Document text =

- Opening Delimiter -

Throughout this year, I’ve been digging into the impacts of disasters on schools. There was this newsletter
breaking down the Government Accountability Office report on the growing number of districts dealing with extreme weather events, my feature
earlier this summer about the graduating class of Paradise High School, and a dispatch just a few weeks back on Kentucky teachers
fundraising to help their colleagues in the wake of this summer’s devastating floods.
Experts, parents, teachers, and students have all expressed to me that schools are critical to the recovery of a community after a disaster. But it takes an enormous amount of effort to operate schools during a normal year, let alone in the midst of a pandemic and after a disaster—which is the situation Kristy Warren found herself in following the 2021 Dixie Fire in California.
Warren is the assistant superintendent for curriculum and instruction for Plumas County, which was in the wildfire’s path last August. Much of the area was evacuated, and the historic town of Greenville was largely left in ruins. School staff and students alike were displaced for weeks, and some lost their homes entirely.
“After the fire, there was a big push of, ‘We are so resilient,’ you know, and there was just a lot of energy around that. Then, six months later, you add on all the recovery and the trauma and Covid, and everyone’s just tired,” Warren explained to me in February of this year. “It’s just a lot of energy going out, not a lot of it coming in.”
Warren and I stayed in touch, and in August, shortly after the anniversary of the Dixie Fire, I traveled to Plumas County to join her for the first week of the new school year. That included the reopening of Greenville’s two schools.

- Closing Delimiter -

Stored items:
- Opening Delimiter -

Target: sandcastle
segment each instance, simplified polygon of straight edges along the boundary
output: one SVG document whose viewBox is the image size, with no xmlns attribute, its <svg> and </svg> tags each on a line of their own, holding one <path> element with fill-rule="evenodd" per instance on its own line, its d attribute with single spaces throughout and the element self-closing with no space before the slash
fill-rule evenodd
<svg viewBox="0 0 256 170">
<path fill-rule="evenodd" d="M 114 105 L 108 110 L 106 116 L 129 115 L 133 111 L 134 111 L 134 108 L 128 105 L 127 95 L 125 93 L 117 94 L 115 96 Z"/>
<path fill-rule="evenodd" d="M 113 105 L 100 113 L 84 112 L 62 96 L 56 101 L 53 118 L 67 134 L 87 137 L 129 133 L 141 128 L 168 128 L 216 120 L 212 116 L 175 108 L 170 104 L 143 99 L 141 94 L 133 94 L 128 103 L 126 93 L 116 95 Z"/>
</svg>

- Closing Delimiter -
- Opening Delimiter -

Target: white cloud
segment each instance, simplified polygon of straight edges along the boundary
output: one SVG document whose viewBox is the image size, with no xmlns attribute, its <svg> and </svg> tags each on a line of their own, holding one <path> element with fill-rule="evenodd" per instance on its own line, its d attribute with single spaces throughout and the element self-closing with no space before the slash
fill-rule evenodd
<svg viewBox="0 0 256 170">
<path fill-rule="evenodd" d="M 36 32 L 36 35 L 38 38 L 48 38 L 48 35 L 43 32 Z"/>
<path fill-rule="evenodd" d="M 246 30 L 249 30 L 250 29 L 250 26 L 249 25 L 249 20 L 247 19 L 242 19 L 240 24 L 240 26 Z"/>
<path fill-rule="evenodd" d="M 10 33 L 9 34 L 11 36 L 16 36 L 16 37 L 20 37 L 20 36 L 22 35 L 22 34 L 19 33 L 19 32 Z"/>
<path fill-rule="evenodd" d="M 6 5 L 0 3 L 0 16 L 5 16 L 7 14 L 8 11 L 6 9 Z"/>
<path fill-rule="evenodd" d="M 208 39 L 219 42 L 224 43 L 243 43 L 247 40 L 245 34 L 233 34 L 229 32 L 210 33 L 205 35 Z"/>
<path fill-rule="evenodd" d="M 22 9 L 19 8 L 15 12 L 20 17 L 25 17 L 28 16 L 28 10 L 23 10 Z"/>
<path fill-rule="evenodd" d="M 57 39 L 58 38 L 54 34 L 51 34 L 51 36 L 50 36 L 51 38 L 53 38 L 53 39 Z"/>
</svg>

- Closing Delimiter -

Exercises =
1 - Rewrite the part of the passage on schools and disasters between "Warren and I" and "Greenville’s two schools.", inclusive, putting "opening week" in place of "first week".
2 - According to the passage on schools and disasters, why was everyone tired six months after the Dixie Fire, after the early surge of energy around resilience?
The listing comes from a source separate from the passage on schools and disasters.

Answers to each task =
1 -
Warren and I stayed in touch, and in August, shortly after the anniversary of the Dixie Fire, I traveled to Plumas County to join her for the opening week of the new school year. That included the reopening of Greenville’s two schools.

2 - By then, recovery, trauma, and Covid had piled on top of everything else. As Warren put it, a lot of energy was going out and not much was coming in.